======== SUPPLIED MATERIAL

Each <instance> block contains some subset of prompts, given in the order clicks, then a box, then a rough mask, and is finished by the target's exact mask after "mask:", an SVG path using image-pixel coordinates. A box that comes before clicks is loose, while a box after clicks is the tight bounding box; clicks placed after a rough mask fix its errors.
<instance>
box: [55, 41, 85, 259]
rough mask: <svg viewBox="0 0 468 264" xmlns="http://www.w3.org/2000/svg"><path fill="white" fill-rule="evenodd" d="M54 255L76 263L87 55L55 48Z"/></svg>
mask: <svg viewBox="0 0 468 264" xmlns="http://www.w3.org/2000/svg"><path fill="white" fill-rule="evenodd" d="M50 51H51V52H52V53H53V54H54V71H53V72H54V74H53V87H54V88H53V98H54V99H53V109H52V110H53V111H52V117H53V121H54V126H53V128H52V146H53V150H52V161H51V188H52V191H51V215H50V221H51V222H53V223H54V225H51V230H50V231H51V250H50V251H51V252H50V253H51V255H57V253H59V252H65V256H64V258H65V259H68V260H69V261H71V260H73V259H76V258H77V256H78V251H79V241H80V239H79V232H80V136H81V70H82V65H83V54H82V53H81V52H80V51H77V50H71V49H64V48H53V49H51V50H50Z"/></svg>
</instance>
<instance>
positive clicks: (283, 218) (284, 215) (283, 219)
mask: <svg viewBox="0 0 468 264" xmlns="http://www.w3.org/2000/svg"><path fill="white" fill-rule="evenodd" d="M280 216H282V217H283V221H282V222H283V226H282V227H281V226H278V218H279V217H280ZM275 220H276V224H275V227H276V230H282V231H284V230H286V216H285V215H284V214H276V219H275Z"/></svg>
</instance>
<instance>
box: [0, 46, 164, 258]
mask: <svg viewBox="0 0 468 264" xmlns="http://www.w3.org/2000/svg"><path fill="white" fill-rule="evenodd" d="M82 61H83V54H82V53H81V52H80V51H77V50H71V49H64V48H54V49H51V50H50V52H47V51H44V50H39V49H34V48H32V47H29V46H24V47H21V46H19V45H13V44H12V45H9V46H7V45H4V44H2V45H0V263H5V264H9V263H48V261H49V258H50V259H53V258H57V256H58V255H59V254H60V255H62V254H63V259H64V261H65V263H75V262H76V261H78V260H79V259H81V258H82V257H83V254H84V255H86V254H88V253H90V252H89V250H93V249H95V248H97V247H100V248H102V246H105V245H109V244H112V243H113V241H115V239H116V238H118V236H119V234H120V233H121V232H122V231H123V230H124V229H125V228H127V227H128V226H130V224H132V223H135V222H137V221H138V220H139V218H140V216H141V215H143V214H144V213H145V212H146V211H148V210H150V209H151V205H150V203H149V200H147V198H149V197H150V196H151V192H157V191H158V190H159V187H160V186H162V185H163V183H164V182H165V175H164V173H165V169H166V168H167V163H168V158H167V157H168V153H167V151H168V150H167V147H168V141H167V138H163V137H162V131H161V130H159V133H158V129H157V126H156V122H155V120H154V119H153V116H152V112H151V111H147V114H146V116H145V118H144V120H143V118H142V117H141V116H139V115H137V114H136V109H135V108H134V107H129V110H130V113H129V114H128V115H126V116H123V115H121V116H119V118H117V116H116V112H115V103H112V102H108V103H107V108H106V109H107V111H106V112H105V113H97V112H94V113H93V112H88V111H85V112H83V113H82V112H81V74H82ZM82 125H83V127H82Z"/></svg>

================

TASK DETAILS: Put the stretch of the listing from its first line through the line containing "box: [55, 41, 85, 259]" into a Markdown table with the columns "No." and "Text", leaving out any blank lines.

EXPECTED OUTPUT:
| No. | Text |
|---|---|
| 1 | Each <instance> block contains some subset of prompts, given in the order clicks, then a box, then a rough mask, and is finished by the target's exact mask after "mask:", an SVG path using image-pixel coordinates. A box that comes before clicks is loose, while a box after clicks is the tight bounding box; clicks placed after a rough mask fix its errors. |
| 2 | <instance> |
| 3 | box: [55, 41, 85, 259] |